### What the exercise asks
Return, word for word, the part of the background migrations text below starting with "Keep in mind" and going on through "you're dealing with.".

### Document section
— BEGIN —

If the application does not depend on the data being 100% migrated (for instance, the data is advisory, and not mission-critical), then this final step can be skipped.

This migration then processes any jobs for the ExtractIntegrationsUrl migration and continue once all jobs have been processed. Once done you can safely remove the integrations.properties column.

Testing

It is required to write tests for:

  • The background migrations' scheduling migration.
  • The background migration itself.
  • A cleanup migration.

The :migration and schema: :latest RSpec tags are automatically set for background migration specs. See the Testing Rails migrations style guide.

Keep in mind that before and after RSpec hooks are going to migrate you database down and up, which can result in other background migrations being called. That means that using spy test doubles with have_received is encouraged, instead of using regular test doubles, because your expectations defined in a it block can conflict with what is being called in RSpec hooks. See issue #35351 for more details.

Best practices

  1. Make sure to know how much data you're dealing with.

  2. Make sure that background migration jobs are idempotent.

  3. Make sure that tests you write are not false positives.

  4. Make sure that if the data being migrated is critical and cannot be lost, the clean-up migration also checks the final state of the data before completing.

— END —

### Provided data
— BEGIN —

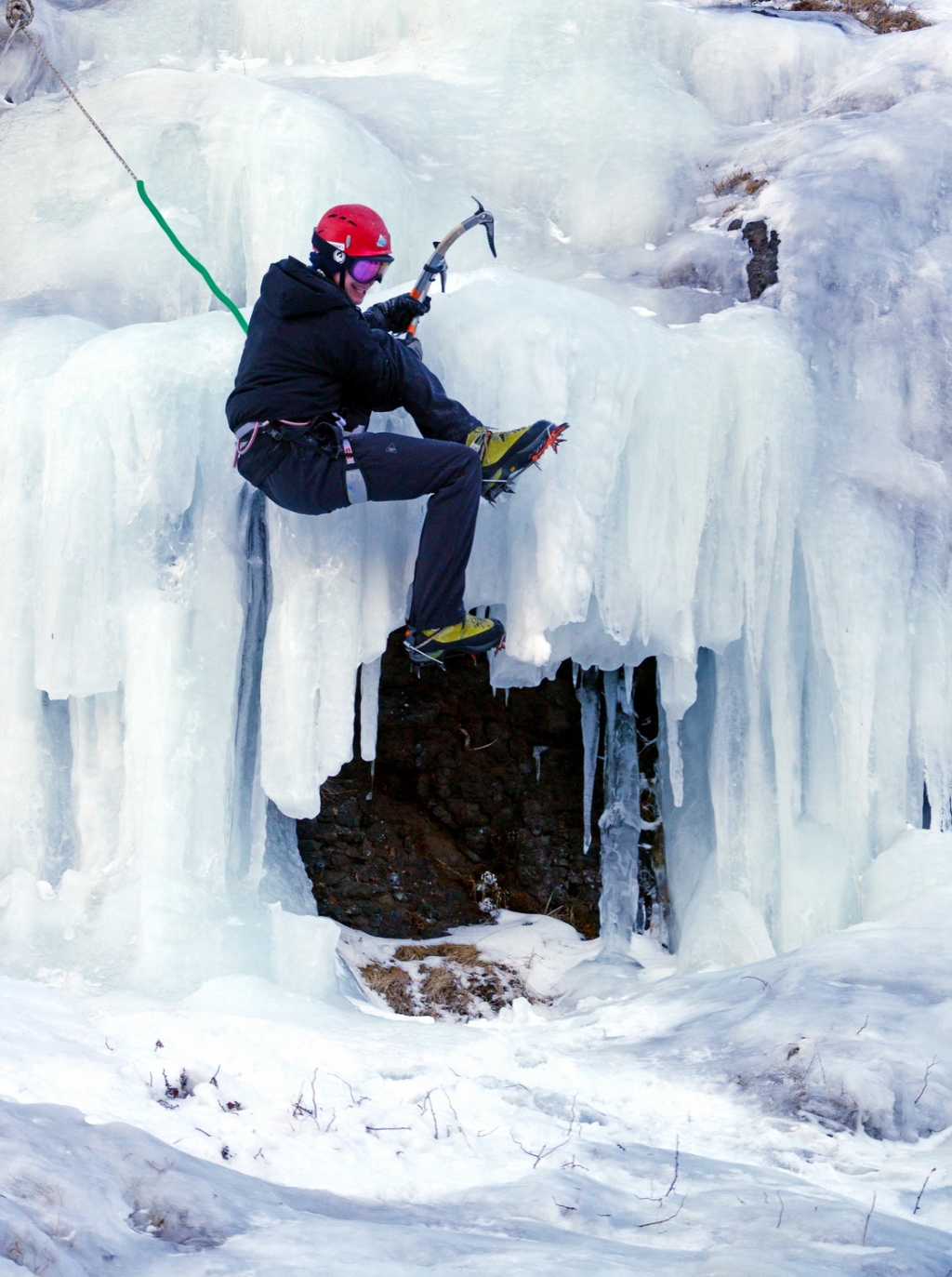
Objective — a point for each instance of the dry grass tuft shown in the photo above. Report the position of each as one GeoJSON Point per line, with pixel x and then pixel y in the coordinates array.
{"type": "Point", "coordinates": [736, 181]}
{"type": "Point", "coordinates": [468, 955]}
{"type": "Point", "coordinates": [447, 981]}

— END —

### Reply
Keep in mind that before and after RSpec hooks are going to migrate you database down and up, which can result in other background migrations being called. That means that using spy test doubles with have_received is encouraged, instead of using regular test doubles, because your expectations defined in a it block can conflict with what is being called in RSpec hooks. See issue #35351 for more details.

Best practices

  1. Make sure to know how much data you're dealing with.